TEKSTFRAGMENT –
· · · ·
Bij het vooruitzicht op een zwijgzame avond rond het haardvuur, besloten we de boerderij te verlaten en terug te keren naar het dorpje. Ondanks het lage water wist Jack ons terug te brengen door het mangrovebos, waar hij zijn zwijgzaamheid verbrak. Jack was tot voor kort nog rechtenstudent, maar hij besloot zijn studie op te geven. De enige eer die voor hem nog te behalen was, bestond uit het bezitten van land. Hoewel hij erg graag studeerde, wist hij dat een baan als advocaat niet veel op zou leveren. Tenminste, als je niet corrupt wilde zijn. En dat is bijna onmogelijk in een land als het zijne. ‘Cambodia, Kingdom of Wonders, they say. But I’d say: Cambodia, Kingdom of Corruption.’
Jack was teleurgesteld in zijn land. Zijn vader had noodgedwongen zijn functie als secretaris-generaal moeten neerleggen. Een hoogwaardige positie binnen de Cambodjaanse overheid bekleden zonder corrupt te zijn, werd niet geaccepteerd. Daarop is hij als advocaat aan de slag gegaan en moest hij van 150 dollar per maand zijn gezin onderhouden. Omdat Jacks vader weigert zich te laten omkopen. Nee, Jack wilde zich niet inlaten met dat soort types. En in het koninkrijk der corruptie blijft er dan niet veel over dan je eigen stukje grond kopen om daar jackfruits te verbouwen.
We naderden Krong Koh Kong. In een boottochtje van een half uur was deze jongen van een zwijgzame gids met tegenzin, veranderd in een man die het vertrouwen in zijn land compleet verloren had. Toen we aanlegden, wees hij naar een mooi, groot wit gebouw aan de overkant van de straat. ‘Kijk’, zei hij, ‘daar woont de lokale bestuurder. Tientallen gezinnen zijn uit hun huizen verdreven, zodat hij daar zijn paleis kon bouwen.’ Jack lacht verbitterd. Blijkbaar realiseert hij het zich ook: zelfs op je eigen stukje boerengrond sta je machteloos.
Misschien kunnen we morgen maar beter van de stranden gaan genieten op het bosrijke Koh Kong Island, opperde ik. Jack begon te lachen. Van de zeven stranden waar onze Lonely Planet van repte, mag je er maar één bezoeken. En dat strand mag je niet verlaten om een wandeling op het eiland te maken, van het bos is immers weinig over. Die andere stranden gebruiken ze om de gekapte bomen te verschepen, zegt Jack. Gedesillusioneerd nemen we afscheid. Bij het hotel boeken we voor de volgende dag een taxi terug naar Sihanoukville, om ons te mengen tussen de zorgeloos feestende jongeren.
· · · ·
AANGELEVERDE GEGEVENS –
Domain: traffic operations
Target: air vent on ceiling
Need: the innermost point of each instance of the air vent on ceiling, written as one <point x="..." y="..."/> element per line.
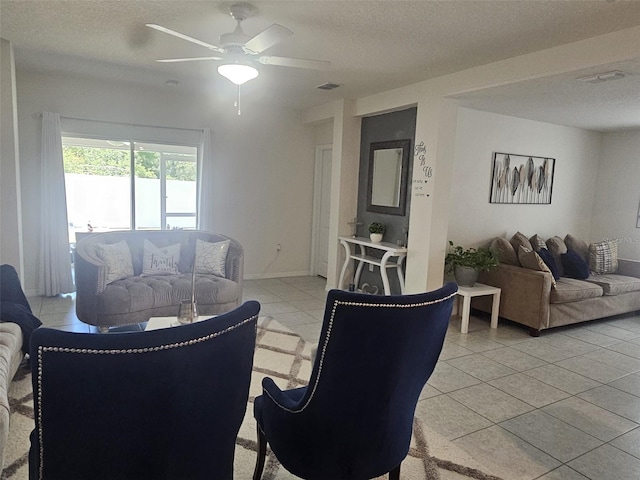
· · · ·
OPDRACHTEN –
• 1. Vervang in de reistekst over Cambodja "boottochtje" door "vaartochtje" en geef het stuk opnieuw weer dat begint bij de woorden "We naderden Krong" en eindigt na "sta je machteloos.".
• 2. Ga verder met de reistekst over Cambodja, te beginnen na de laatste zin.

ANTWOORDEN –
• 1.
We naderden Krong Koh Kong. In een vaartochtje van een half uur was deze jongen van een zwijgzame gids met tegenzin, veranderd in een man die het vertrouwen in zijn land compleet verloren had. Toen we aanlegden, wees hij naar een mooi, groot wit gebouw aan de overkant van de straat. ‘Kijk’, zei hij, ‘daar woont de lokale bestuurder. Tientallen gezinnen zijn uit hun huizen verdreven, zodat hij daar zijn paleis kon bouwen.’ Jack lacht verbitterd. Blijkbaar realiseert hij het zich ook: zelfs op je eigen stukje boerengrond sta je machteloos.

• 2.
vrijdag 20 april 2012

Kop chai lai lai


Luang Namtha, 5 februari 2012

Bij ook maar de geringste interactie met de mensen van Laos, is de gedachte aan het Eurovisie Songfestival onvermijdelijk. Niet omdat de Laotianen in glitterpakjes over straat gaan of dol zijn op karaoke, nee, het zijn de continue bedankjes die zangerig aandoen. Kop chai, kop chai lai lai, al bij een groet of glimlach krijg je vrolijk een dankjewel.

Waar we al deze goedaardigheid en vrolijkheid aan te danken hebben, is me een raadsel. Makkelijk hebben de Laotianen het niet als een van de armste landen ter wereld. Een land waar de mensen nog staan te juichen als er een nieuwe weg wordt aangelegd, dankbaar voor de rubberplantages die ze dankzij de weg kunnen exploiteren. Dankbaar voor het kleine beetje rijkdom dat ze vergaren met hulp van de Chinezen.
Want het zijn de Chinezen die maar al te graag naar Laos komen om ‘voor de bevolking’ een weg aan te leggen. Van de regering krijgen ze een vrijbrief om het gebied waar de weg doorheen loopt te ontdoen van haar natuurlijke hulpbronnen, in ruil voor ontwikkeling.

Die Chinese invloed werd pijnlijk duidelijk in het noordelijke plaatsje Luang Namtha, geroemd om zijn ecotoerisme. Vol enthousiasme werd een tweedaagse trip geboekt. De eerste dag zouden we per kajak naar ons kamp varen, over de door jungle omringde rivier. Waar aan de ene oever de jungle inderdaad welig tierde, werd de rust verstoord door het gebrul van graafmachines aan de andere kant. De grens van het Nationale Park werd nu niet alleen door de rivier gemarkeerd, maar ook door een gloednieuwe Chinese weg.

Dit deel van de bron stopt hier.